----- RECORDED DATA -----
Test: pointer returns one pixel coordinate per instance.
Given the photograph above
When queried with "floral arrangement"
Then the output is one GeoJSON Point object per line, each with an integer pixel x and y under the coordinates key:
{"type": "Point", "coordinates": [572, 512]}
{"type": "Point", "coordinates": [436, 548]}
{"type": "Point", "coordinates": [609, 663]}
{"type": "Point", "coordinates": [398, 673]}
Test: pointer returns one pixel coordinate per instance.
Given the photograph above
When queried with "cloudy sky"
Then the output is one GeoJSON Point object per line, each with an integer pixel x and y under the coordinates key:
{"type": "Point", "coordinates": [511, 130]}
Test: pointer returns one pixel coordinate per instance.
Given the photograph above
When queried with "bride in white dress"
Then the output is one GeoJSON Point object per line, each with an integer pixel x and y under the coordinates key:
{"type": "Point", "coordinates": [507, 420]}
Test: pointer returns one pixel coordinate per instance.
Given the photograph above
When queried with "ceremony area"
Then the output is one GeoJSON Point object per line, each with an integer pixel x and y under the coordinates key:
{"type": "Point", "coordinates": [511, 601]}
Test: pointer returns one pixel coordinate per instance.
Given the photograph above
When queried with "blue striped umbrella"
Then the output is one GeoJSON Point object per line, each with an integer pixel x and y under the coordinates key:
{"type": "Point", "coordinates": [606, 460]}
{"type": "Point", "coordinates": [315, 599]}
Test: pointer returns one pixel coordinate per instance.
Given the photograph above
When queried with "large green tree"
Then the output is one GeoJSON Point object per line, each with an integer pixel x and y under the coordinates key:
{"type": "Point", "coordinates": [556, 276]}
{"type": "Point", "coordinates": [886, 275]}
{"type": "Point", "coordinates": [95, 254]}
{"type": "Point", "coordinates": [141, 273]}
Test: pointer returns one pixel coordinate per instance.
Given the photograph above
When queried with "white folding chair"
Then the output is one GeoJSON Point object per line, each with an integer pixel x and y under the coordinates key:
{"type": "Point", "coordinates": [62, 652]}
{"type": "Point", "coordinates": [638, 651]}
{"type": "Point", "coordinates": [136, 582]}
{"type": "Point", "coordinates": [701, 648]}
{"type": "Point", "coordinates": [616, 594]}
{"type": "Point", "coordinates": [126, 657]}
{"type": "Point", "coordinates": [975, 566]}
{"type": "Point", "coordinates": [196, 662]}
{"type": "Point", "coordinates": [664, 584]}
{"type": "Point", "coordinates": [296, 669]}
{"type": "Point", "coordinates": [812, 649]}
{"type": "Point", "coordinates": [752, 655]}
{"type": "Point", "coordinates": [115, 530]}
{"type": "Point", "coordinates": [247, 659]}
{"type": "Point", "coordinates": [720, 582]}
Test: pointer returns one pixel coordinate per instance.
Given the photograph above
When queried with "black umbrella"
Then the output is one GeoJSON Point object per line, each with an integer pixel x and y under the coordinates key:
-----
▸ WHAT IS NEEDED
Please copy all of the data above exactly.

▸ OUTPUT OF THE TASK
Test: pointer returns one pixel coordinate per instance.
Given the photograph above
When queried with "floral arrangement"
Then the output is one GeoJSON Point object per line, each with an integer pixel x and y under the coordinates key:
{"type": "Point", "coordinates": [572, 512]}
{"type": "Point", "coordinates": [436, 548]}
{"type": "Point", "coordinates": [609, 663]}
{"type": "Point", "coordinates": [398, 673]}
Test: pointer returns one pixel coordinate per instance.
Given the photograph above
When queried with "cloudy sky"
Then the output is one GeoJSON Point object per line, each with an integer pixel x and y under the coordinates key:
{"type": "Point", "coordinates": [511, 130]}
Test: pointer returns one pixel coordinate per instance.
Given the photograph above
When queried with "bride in white dress"
Then the output is one GeoJSON Point object per line, each with an integer pixel x and y under the coordinates key:
{"type": "Point", "coordinates": [507, 420]}
Test: pointer returns one pixel coordinate per instance.
Given the photograph above
When queried with "ceremony area"
Then the output is one GeoJSON Point object per line, each with an integer pixel x and y under the coordinates key:
{"type": "Point", "coordinates": [511, 601]}
Test: pointer returns one pixel coordinate per instance.
Given the photograph above
When queried with "blue striped umbrella"
Then the output is one GeoJSON Point object per line, each with an integer pixel x and y under the coordinates key:
{"type": "Point", "coordinates": [606, 460]}
{"type": "Point", "coordinates": [315, 599]}
Test: pointer returns one pixel coordinate per instance.
Given the photograph above
When queried with "large green tree"
Then the output is one GeoJSON Point object per line, each with an integer pixel x and y under the coordinates key:
{"type": "Point", "coordinates": [556, 276]}
{"type": "Point", "coordinates": [886, 275]}
{"type": "Point", "coordinates": [95, 254]}
{"type": "Point", "coordinates": [141, 273]}
Test: pointer returns one pixel coordinate per instance.
Given the photograph above
When queried with "white folding chair"
Then the output is one GeoJSON Point object per line, each with an integer pixel x and y under the coordinates key:
{"type": "Point", "coordinates": [62, 652]}
{"type": "Point", "coordinates": [638, 651]}
{"type": "Point", "coordinates": [136, 582]}
{"type": "Point", "coordinates": [701, 648]}
{"type": "Point", "coordinates": [616, 594]}
{"type": "Point", "coordinates": [126, 657]}
{"type": "Point", "coordinates": [975, 566]}
{"type": "Point", "coordinates": [196, 662]}
{"type": "Point", "coordinates": [664, 584]}
{"type": "Point", "coordinates": [296, 669]}
{"type": "Point", "coordinates": [812, 649]}
{"type": "Point", "coordinates": [752, 655]}
{"type": "Point", "coordinates": [115, 530]}
{"type": "Point", "coordinates": [247, 659]}
{"type": "Point", "coordinates": [720, 582]}
Test: pointer returns one pixel coordinate per instance.
Given the photograph above
When queried with "black umbrella"
Then the output is one GeoJSON Point object per line, each with an integer pixel x and y under the coordinates key:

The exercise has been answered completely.